### [DESCRIPCIÓN DE LA TAREA]
Según el texto sobre la distancia con Dios, ¿qué lee todos los días la mujer que trata de rehabilitarse de la adicción al alcohol? Contesta con una frase breve, por favor.

### [TEXTO MOSTRADO]
•••••
Semana tras semana vienen a mí personas turbadas, con deseos frustrados y preguntas justificadas: “¿Qué está mal en mí? ¿Por qué me siento tan distante de Dios? ¿Qué debo hacer para estar más cerca de Él?”.
Después de haber hecho todo lo que saben o que se consideran capaces de hacer, esas personas están cansadas, desanimadas y desamparadas en su relación con Dios. A pesar de que han hecho todo lo posible por seguir a Cristo, lo han perdido de vista o suponen que no puede ser encontrado.
Un ejecutivo con muchísimas obligaciones y agotado, pregunta: “¿Cómo puedo escapar de esta sensación permanente de entumecimiento espiritual?”. Un estudiante triste dice: “¿Qué puedo hacer para saber que Dios está conmigo?”. Una mujer que trata de rehabilitarse de la adicción al alcohol y que lee la Biblia todos los días, se pregunta: “¿Por qué la lectura de las Sagradas Escrituras no me ayuda a mantenerme fuerte cuando estoy desesperada por un trago?”.
Por sentirse hecho pedazos por las exigencias de su vida demasiada ocupada, un pastor espiritualmente desmoralizado implora sentirse más cerca de Dios. Una madre soltera, afligida por la trágica muerte de su hijo pregunta: “¿Me ha abandonado Dios por algo que hice o dejé de hacer?”.
La cruda sinceridad de sus preguntas revela algo que el ejecutivo, el estudiante, la adicta, el pastor y la madre tienen en común. En medio de sus preocupadas y afligidas vidas, anhelan desesperadamente experimentar la realidad de que pertenecen a Dios. Este deseo carcome sus almas mientras continúan buscando lo que tienen que hacer para que eso suceda.
Entiendo la desesperación de esas personas. Después de casi cincuenta años tratando de seguir a Cristo, siento que me falta mucho para ser la persona que pensaba que sería a estas alturas de mi vida. Cuando era más joven, daba por sentado que mis fallas e incoherencias se debían a mi juventud. Creía que cuando tuviera más edad, habría aprendido lo que necesitaba saber, que dominaría el arte de la vida cristiana.
•••••
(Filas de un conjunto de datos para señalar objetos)
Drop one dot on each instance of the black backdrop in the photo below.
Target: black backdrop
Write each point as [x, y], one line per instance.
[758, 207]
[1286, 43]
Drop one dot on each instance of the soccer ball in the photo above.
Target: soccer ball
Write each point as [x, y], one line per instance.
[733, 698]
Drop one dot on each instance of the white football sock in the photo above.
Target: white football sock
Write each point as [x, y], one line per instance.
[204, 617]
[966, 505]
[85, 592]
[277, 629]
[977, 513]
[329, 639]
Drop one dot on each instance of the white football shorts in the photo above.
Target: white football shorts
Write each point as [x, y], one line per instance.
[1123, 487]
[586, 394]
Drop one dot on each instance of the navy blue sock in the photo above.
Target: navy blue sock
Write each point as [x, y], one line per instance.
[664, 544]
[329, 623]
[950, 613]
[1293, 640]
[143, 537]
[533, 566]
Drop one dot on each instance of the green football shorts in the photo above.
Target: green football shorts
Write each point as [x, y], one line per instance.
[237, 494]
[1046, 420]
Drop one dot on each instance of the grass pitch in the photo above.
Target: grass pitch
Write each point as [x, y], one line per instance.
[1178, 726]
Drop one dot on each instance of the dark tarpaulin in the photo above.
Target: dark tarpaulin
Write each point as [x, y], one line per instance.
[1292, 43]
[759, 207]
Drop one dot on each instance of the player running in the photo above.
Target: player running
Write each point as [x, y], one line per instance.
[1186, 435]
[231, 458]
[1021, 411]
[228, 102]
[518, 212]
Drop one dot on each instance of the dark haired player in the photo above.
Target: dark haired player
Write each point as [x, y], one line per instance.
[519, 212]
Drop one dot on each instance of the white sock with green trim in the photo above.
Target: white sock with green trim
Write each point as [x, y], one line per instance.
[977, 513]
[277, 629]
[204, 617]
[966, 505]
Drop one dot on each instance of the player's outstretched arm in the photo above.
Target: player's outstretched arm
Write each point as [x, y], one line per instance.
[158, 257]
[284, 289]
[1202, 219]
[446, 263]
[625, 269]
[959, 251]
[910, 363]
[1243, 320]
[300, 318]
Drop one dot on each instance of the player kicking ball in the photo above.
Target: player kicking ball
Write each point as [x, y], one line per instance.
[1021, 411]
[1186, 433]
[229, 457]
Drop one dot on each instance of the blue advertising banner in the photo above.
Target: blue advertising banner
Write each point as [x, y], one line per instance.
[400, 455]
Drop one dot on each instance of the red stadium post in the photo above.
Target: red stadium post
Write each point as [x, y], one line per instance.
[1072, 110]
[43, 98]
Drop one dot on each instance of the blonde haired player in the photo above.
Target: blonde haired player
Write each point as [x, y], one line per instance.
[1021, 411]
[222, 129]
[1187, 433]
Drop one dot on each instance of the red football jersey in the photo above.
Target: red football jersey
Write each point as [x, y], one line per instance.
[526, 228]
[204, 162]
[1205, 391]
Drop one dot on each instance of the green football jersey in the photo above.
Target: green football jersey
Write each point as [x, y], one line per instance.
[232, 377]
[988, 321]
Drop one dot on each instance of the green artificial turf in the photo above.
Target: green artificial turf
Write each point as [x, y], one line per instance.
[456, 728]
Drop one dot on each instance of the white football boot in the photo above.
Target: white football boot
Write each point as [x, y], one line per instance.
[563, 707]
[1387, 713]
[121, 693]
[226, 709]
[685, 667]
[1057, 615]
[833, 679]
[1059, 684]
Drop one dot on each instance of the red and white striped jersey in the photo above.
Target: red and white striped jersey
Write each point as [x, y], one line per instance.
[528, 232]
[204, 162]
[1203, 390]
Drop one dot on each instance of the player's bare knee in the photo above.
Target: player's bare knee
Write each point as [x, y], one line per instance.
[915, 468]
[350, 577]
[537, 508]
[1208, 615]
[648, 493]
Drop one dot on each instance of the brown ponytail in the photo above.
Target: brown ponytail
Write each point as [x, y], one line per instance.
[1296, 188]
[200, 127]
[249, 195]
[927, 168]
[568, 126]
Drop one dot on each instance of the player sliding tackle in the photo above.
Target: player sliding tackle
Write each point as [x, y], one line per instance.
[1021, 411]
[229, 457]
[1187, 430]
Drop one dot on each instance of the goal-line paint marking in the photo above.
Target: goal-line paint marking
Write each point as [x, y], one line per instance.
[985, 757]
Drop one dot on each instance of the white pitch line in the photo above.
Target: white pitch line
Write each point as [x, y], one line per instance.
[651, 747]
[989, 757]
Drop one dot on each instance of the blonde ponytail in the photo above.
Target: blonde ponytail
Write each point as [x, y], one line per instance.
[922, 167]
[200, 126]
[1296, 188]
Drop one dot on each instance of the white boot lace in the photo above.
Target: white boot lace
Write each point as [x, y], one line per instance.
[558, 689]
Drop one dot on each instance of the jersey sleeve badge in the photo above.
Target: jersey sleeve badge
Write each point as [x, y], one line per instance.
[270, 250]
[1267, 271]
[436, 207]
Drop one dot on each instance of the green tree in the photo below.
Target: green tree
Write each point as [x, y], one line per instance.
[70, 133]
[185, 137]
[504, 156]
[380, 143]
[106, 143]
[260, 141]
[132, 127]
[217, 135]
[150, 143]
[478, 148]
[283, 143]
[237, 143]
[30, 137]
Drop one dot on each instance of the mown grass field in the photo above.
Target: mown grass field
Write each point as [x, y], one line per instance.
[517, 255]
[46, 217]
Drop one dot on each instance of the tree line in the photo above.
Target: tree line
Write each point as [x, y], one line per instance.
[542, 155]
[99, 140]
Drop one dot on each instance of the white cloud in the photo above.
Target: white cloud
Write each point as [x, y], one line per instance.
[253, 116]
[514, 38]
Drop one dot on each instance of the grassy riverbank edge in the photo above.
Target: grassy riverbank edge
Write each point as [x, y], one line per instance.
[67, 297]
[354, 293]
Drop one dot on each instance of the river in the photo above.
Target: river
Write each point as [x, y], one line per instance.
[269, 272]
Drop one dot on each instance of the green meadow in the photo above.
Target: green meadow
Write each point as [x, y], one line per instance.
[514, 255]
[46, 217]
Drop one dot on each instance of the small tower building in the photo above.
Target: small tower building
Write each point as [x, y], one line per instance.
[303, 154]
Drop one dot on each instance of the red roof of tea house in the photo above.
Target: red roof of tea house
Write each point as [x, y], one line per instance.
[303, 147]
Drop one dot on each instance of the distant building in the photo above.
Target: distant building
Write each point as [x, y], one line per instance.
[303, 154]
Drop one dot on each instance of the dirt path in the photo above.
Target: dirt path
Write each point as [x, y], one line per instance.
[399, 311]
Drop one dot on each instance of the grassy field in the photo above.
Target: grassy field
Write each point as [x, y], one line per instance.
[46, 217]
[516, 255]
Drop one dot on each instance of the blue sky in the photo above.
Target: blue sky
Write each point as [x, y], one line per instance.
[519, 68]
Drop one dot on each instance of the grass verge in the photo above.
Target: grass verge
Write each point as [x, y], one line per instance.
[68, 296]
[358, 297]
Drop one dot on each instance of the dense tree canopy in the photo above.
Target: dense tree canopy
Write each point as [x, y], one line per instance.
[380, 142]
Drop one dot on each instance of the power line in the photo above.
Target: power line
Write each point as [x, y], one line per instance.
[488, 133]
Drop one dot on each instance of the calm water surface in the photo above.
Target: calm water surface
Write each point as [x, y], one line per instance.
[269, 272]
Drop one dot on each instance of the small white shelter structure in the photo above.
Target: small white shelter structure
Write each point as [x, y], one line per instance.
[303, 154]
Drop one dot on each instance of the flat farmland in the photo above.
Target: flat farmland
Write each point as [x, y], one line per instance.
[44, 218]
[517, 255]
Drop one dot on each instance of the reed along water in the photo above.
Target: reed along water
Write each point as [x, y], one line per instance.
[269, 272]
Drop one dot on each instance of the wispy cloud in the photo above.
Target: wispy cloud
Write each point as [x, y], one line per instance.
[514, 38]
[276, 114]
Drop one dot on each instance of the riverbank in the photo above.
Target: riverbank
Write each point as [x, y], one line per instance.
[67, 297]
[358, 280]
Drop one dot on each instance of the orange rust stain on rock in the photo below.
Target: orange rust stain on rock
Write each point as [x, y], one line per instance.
•••••
### [RESPUESTA DEL EJERCICIO]
Lee la Biblia todos los días.